→ Action item: Produce the records below again, word for word, but stop after the line that contains "Target: raised arm".

BEGIN Provided data

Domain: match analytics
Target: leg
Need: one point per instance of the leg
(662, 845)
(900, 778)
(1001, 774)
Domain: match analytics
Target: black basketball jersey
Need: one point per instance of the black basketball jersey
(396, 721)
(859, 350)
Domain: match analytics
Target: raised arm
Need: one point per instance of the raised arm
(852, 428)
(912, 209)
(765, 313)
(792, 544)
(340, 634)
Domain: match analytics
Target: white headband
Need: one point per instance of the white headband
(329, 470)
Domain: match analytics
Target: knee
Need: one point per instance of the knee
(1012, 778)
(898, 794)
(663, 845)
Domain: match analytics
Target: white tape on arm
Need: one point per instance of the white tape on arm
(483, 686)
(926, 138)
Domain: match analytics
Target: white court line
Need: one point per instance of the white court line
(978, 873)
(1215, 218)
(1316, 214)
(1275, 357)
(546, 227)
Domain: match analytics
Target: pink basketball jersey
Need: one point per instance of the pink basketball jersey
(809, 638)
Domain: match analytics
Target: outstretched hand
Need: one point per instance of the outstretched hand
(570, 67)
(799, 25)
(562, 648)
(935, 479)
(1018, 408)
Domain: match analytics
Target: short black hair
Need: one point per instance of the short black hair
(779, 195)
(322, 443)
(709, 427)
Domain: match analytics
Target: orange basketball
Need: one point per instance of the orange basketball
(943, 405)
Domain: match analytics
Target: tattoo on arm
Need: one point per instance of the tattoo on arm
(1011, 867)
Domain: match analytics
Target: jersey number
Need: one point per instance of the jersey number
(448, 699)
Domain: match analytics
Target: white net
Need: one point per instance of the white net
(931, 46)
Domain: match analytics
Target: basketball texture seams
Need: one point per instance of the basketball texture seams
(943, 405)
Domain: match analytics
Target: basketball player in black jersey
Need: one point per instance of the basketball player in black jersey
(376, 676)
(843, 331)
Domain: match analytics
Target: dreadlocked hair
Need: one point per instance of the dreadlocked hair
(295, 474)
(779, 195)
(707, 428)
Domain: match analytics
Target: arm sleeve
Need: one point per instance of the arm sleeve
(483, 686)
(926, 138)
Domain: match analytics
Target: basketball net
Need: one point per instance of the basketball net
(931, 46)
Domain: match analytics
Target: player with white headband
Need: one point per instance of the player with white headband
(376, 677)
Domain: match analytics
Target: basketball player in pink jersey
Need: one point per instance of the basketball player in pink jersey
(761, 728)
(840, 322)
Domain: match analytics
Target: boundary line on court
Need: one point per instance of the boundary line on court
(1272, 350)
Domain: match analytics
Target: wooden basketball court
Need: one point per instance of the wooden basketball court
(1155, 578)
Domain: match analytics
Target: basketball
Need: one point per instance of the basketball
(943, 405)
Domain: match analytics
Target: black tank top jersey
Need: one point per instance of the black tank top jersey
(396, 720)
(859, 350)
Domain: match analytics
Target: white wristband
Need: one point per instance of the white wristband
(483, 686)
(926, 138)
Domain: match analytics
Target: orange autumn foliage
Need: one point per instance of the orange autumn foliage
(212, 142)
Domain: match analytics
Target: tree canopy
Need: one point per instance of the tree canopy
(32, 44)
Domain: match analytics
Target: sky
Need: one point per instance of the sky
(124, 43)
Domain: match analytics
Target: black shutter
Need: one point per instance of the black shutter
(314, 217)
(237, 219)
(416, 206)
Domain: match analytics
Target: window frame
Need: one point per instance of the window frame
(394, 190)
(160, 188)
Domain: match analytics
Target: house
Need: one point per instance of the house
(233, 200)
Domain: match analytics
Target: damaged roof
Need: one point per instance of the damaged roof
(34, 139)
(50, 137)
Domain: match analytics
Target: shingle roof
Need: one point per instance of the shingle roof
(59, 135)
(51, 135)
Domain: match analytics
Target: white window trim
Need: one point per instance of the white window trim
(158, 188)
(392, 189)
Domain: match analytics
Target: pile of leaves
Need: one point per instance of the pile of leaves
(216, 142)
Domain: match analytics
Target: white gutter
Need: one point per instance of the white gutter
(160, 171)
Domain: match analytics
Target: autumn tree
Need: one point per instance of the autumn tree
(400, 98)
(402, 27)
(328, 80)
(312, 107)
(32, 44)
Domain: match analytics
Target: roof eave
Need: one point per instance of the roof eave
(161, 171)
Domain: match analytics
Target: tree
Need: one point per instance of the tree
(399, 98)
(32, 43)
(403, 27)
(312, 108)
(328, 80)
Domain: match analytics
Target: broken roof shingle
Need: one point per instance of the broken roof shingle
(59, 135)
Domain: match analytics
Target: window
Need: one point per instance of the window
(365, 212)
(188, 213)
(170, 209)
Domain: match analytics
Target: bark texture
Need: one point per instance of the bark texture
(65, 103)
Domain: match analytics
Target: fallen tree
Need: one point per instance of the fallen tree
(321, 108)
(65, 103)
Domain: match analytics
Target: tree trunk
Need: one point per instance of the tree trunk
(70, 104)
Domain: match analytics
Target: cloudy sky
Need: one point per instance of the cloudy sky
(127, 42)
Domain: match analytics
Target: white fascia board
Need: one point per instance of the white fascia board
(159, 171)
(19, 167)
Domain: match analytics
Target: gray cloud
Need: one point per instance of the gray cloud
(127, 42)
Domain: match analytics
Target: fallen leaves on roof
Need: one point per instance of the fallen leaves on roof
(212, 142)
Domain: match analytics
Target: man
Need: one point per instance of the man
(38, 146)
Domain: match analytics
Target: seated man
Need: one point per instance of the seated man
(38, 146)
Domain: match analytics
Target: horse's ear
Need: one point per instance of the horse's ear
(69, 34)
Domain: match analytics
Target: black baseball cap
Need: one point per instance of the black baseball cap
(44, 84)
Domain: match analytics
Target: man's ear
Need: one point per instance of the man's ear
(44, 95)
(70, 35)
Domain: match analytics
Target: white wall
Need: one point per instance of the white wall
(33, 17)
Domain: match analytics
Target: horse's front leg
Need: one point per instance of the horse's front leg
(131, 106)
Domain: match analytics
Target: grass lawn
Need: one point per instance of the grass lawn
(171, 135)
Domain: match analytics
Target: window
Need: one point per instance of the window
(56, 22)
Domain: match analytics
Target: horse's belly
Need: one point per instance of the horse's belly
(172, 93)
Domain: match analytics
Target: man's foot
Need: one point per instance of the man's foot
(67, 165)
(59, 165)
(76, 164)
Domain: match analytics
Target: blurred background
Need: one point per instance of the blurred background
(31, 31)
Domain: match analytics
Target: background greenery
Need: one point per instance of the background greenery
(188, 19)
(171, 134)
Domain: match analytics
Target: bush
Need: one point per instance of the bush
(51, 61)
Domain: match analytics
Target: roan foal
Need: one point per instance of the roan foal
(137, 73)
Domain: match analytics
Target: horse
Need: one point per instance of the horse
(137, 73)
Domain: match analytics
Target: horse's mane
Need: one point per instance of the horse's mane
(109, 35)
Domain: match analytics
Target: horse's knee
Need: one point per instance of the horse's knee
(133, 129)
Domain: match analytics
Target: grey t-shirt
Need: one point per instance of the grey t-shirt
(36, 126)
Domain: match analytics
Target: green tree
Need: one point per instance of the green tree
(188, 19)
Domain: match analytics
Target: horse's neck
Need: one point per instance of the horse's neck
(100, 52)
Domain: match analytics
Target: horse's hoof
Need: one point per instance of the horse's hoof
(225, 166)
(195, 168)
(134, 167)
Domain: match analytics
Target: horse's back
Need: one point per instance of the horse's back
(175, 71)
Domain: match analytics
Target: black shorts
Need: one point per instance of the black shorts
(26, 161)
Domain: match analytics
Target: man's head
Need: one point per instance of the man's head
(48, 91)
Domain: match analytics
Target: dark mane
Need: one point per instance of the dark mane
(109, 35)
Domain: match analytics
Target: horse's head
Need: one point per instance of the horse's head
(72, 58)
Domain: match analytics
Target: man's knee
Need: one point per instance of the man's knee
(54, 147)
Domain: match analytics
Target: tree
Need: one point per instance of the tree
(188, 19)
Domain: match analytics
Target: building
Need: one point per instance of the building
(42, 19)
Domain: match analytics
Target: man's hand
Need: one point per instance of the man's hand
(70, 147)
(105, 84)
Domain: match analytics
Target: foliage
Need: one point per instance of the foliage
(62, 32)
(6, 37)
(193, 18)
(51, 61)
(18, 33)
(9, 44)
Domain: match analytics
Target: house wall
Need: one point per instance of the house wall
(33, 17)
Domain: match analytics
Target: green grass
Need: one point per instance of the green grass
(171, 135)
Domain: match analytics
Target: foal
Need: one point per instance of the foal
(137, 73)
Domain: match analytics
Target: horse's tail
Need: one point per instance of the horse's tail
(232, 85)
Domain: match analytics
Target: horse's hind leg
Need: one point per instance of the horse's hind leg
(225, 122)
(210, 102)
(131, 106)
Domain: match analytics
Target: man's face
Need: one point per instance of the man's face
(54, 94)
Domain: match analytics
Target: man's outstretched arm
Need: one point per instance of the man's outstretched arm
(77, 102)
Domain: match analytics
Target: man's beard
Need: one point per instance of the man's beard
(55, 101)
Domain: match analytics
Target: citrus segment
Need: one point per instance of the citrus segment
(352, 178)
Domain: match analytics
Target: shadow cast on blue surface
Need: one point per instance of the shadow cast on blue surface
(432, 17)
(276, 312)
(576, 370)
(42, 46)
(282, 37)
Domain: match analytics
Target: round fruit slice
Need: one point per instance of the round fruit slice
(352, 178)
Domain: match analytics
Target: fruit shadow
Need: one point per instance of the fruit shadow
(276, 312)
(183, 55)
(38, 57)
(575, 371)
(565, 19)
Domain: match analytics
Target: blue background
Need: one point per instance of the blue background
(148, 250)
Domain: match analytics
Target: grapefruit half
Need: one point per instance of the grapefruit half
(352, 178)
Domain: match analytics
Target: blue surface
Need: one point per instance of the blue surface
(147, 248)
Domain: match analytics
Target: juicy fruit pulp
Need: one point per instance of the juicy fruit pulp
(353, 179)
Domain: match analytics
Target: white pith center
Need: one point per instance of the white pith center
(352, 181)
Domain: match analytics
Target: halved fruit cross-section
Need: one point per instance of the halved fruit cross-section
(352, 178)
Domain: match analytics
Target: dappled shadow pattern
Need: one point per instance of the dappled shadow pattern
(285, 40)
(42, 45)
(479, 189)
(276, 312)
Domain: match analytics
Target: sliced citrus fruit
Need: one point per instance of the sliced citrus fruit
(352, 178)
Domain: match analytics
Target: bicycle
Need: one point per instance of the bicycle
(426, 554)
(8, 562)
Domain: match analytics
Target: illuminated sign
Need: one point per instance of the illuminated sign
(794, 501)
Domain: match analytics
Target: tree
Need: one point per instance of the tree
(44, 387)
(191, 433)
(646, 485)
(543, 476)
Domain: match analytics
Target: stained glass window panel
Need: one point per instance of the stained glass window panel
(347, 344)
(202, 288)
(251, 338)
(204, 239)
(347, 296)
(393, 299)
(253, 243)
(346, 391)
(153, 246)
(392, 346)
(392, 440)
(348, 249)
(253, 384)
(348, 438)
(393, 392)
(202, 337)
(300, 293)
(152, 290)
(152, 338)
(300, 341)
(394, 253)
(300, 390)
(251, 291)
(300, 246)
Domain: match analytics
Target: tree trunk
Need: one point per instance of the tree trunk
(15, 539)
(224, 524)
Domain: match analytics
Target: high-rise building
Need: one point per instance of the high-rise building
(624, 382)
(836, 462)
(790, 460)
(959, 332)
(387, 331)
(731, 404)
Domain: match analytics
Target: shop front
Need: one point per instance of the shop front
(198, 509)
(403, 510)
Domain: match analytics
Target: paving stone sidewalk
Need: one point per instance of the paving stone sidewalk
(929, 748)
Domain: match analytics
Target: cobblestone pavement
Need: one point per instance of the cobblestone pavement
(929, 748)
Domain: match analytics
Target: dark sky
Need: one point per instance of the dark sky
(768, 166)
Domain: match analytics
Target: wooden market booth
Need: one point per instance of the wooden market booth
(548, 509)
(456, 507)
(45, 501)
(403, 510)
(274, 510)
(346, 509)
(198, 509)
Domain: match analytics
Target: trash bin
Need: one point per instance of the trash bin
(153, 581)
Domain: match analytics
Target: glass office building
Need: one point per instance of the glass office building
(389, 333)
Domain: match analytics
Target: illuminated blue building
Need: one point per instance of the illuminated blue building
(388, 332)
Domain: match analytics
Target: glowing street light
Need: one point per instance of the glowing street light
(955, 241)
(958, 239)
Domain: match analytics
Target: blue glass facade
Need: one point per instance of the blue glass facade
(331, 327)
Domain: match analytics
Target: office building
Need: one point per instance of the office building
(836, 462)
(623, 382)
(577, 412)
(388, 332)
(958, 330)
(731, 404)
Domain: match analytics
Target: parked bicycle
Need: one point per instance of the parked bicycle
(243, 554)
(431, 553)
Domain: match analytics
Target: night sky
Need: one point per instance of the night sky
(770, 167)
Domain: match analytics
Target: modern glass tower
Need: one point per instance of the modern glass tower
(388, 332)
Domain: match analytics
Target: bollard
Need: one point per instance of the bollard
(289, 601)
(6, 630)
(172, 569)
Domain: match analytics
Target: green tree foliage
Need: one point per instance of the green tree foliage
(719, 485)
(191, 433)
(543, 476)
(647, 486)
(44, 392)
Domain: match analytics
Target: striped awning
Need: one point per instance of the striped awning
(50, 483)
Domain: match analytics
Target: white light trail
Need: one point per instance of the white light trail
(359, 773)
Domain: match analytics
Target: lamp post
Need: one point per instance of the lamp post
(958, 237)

END Provided data

→ Task output:
Domain: match analytics
Target: leg
Need: one point per instance of the leg
(662, 845)
(900, 778)
(1001, 774)
Domain: match analytics
Target: black basketball jersey
Need: one point per instance of the black basketball jersey
(396, 721)
(859, 350)
Domain: match analytics
Target: raised arm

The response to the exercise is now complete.